__Exercise__.
Copy the material below word for word, from the line containing "spot the wooden utility" through the end of the material, both included.

__Records for the task__.
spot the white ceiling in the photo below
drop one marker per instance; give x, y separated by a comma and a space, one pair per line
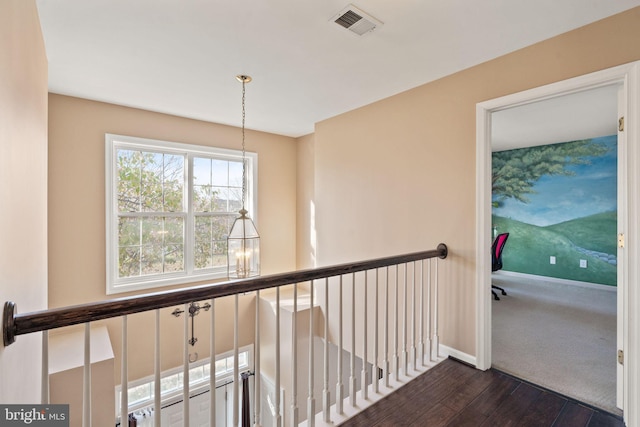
587, 114
181, 56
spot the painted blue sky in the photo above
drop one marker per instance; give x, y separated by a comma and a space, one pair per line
562, 198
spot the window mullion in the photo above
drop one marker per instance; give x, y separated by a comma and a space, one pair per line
190, 220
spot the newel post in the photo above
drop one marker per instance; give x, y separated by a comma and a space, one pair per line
8, 325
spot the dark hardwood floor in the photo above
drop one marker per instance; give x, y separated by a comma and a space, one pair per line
455, 394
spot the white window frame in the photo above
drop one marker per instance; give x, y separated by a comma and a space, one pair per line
114, 142
195, 386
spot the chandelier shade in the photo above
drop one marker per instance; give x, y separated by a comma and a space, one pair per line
243, 242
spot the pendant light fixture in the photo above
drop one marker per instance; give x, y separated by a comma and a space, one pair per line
243, 243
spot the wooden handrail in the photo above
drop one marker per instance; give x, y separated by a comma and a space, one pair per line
14, 324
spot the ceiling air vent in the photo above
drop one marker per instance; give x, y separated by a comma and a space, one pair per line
356, 21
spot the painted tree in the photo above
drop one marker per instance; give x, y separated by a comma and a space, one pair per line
515, 172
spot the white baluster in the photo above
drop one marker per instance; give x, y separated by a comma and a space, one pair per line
157, 401
363, 379
421, 331
278, 416
326, 395
396, 359
294, 358
385, 361
339, 386
124, 381
376, 366
311, 404
352, 364
436, 339
236, 368
413, 319
256, 363
86, 384
429, 346
212, 365
45, 368
185, 369
405, 356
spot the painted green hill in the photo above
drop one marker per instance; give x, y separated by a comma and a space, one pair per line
597, 232
529, 248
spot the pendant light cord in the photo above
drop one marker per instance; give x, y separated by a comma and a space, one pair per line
244, 172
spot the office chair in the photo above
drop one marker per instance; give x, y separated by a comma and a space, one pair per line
496, 260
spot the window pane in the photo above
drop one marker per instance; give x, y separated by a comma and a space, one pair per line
173, 183
221, 366
235, 174
129, 247
201, 171
152, 245
140, 393
220, 172
210, 248
202, 247
170, 383
151, 174
220, 199
196, 374
173, 258
128, 180
243, 360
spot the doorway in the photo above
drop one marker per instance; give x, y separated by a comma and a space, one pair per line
627, 77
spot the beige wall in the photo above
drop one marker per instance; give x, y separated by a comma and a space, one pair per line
77, 130
399, 175
306, 237
23, 190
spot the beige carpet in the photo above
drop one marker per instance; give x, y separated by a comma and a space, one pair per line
559, 336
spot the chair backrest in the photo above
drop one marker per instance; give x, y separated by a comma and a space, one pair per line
496, 251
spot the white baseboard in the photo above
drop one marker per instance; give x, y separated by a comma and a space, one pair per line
446, 351
556, 280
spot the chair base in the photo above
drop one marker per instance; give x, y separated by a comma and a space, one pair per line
495, 295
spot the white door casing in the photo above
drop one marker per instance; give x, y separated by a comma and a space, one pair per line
628, 78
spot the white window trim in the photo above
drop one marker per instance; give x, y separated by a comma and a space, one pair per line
195, 387
112, 143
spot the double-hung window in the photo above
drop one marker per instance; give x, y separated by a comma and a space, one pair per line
169, 208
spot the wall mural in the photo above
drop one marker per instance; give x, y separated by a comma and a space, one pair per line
559, 204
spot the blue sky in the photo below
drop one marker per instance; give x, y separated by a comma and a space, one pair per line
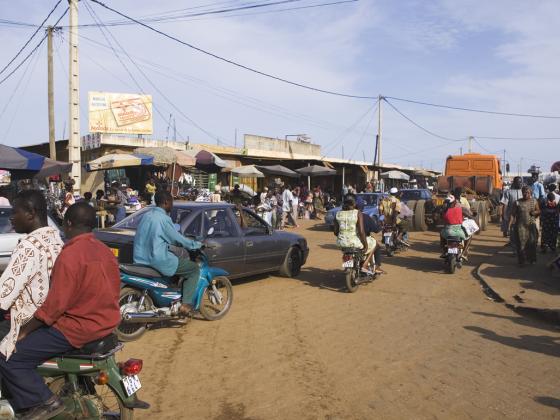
498, 55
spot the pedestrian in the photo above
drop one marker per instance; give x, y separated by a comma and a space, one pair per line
549, 223
508, 201
295, 205
287, 209
523, 219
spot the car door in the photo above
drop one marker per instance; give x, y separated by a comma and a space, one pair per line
222, 237
263, 252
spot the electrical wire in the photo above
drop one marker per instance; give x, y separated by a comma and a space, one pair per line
30, 38
229, 61
32, 51
177, 109
448, 139
481, 111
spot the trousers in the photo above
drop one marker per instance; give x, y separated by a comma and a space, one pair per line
19, 375
190, 272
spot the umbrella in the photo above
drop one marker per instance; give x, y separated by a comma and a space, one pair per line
115, 160
277, 170
53, 167
316, 170
208, 161
422, 172
14, 160
395, 175
247, 171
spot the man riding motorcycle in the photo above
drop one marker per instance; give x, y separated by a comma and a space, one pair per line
81, 306
151, 247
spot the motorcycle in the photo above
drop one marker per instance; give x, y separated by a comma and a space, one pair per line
453, 254
392, 241
352, 259
147, 297
91, 383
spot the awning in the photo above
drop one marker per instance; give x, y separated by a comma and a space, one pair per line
316, 170
277, 170
395, 175
248, 171
113, 161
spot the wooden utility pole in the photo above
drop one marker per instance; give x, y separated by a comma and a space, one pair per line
52, 139
74, 147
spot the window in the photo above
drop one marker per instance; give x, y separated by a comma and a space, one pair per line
253, 226
132, 221
194, 228
221, 222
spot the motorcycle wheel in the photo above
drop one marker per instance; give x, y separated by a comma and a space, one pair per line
109, 403
213, 311
351, 280
129, 297
451, 263
389, 250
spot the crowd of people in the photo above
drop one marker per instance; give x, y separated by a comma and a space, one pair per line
530, 211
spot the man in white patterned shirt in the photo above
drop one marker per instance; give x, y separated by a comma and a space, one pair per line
25, 282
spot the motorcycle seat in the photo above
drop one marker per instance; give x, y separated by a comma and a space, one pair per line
140, 270
97, 349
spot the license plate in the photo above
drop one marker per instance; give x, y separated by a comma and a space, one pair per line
131, 384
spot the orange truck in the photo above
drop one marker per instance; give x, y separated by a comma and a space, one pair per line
480, 177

__Finished answer__.
spot the wooden utility pole in the photo above
drop one marker per instance; give x, y separated by a comma and a space, one pair per line
52, 139
74, 147
spot the window in the photo above
drop one marker per instance; give x, y separated by a comma and a space, one pair per line
253, 226
132, 221
194, 228
221, 222
spot the motorcycle wheel in the photo above
drop one marker per instance; give x, y separated by a comma and a space, one pair per line
109, 403
213, 311
351, 280
129, 297
451, 263
389, 250
spot the crowd of people in the photo above
drop one marker per instance; give x, y separated by a comma and a space, one pair per line
530, 211
spot the man in white patterned shirt in the photo above
drop one marker per instance; give x, y separated by a comma and a space, one pair per line
25, 282
spot the motorcycle seat in the photo above
drop one marker per instance; give x, y separated by a comma and a space, one pair per line
140, 270
97, 349
spot the license plate in the photo above
drop one marker per instance; give x, y separated by a comma and a space, one pair per line
131, 384
spot the orange truck in the photo above
drop one marker per instance; give x, y separated by a comma and a space, one pair per line
480, 177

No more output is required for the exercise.